**Activity**
Using the records that follow, copy every line containing the word "detect".

**Saved entries**
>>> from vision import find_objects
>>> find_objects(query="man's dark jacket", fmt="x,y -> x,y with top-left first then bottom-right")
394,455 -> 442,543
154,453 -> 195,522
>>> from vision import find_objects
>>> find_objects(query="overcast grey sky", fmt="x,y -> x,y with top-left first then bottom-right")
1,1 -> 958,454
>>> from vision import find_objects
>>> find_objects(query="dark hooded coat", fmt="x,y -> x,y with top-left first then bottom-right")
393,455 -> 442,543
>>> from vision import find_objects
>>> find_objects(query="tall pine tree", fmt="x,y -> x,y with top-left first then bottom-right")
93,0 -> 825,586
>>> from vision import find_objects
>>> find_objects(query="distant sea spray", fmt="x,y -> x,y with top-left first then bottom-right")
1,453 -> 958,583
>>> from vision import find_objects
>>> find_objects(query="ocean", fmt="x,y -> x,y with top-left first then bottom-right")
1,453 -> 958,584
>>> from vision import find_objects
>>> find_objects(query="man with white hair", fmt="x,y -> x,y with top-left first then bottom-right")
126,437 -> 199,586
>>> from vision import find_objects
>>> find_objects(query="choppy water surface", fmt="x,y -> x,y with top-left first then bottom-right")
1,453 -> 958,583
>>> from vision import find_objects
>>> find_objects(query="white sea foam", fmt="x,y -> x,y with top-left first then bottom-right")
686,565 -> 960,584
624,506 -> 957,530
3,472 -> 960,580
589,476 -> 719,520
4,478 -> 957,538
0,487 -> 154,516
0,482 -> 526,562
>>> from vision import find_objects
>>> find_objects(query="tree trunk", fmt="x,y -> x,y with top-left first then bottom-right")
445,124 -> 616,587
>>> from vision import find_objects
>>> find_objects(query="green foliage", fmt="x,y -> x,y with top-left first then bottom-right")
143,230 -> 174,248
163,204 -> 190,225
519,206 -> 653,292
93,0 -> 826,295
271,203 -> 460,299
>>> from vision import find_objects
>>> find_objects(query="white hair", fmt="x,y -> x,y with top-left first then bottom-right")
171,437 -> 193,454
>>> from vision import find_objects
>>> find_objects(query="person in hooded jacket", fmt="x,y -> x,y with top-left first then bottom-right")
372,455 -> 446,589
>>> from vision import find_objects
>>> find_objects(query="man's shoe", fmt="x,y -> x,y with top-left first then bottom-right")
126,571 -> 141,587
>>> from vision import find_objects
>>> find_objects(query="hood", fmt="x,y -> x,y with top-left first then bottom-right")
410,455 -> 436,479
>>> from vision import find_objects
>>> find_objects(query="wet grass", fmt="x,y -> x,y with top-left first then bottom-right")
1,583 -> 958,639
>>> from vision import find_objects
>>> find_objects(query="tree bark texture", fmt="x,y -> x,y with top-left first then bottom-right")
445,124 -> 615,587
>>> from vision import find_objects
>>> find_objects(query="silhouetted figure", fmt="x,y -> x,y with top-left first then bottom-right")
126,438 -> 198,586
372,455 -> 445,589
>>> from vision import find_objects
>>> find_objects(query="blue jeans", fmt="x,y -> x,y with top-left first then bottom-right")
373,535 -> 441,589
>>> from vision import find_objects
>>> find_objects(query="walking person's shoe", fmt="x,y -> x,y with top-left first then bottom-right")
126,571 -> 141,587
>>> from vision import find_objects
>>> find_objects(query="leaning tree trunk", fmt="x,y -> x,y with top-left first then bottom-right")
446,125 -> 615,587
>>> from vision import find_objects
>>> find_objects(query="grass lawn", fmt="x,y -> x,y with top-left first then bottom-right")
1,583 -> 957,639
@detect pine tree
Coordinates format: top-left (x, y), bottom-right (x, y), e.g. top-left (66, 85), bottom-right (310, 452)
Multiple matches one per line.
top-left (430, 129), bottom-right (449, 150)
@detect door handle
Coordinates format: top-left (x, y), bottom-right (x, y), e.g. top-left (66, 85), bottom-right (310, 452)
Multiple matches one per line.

**Result**
@detect pine tree
@detect door handle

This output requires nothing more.